**INPUT DATA:**
○ ○ ○ ○ ○

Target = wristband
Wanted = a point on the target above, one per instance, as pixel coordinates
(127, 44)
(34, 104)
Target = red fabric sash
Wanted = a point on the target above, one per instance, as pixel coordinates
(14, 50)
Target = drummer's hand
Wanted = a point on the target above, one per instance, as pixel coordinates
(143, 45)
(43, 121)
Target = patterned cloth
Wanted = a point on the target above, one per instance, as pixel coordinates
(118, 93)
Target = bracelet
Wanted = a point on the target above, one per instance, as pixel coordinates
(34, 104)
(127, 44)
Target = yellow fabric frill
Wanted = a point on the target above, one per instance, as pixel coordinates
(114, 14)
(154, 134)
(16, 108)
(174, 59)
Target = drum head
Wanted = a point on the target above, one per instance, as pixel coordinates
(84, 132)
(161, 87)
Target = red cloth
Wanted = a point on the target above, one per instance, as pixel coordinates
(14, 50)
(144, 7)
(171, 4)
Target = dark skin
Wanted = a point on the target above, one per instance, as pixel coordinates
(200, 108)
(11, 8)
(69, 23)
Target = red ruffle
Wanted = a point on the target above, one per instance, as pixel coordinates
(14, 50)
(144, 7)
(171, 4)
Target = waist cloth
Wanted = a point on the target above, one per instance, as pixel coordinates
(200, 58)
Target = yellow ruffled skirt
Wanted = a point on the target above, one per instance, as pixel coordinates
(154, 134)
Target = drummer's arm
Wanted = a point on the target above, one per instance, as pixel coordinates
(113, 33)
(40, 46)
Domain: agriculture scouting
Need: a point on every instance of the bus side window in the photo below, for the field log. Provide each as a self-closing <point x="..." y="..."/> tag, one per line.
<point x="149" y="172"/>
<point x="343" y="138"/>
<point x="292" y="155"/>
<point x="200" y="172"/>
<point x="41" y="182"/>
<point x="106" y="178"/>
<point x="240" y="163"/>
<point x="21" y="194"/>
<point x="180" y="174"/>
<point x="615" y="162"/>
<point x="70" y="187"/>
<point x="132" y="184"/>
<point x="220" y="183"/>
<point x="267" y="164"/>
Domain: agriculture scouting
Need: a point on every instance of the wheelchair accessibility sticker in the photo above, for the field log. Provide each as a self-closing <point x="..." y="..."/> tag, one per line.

○ ○ ○ ○ ○

**EXERCISE REQUIREMENTS:** Read through the listing and copy each line in which the word "fabric" occurs.

**YOUR SOLUTION:**
Target = red fabric sash
Target = yellow fabric frill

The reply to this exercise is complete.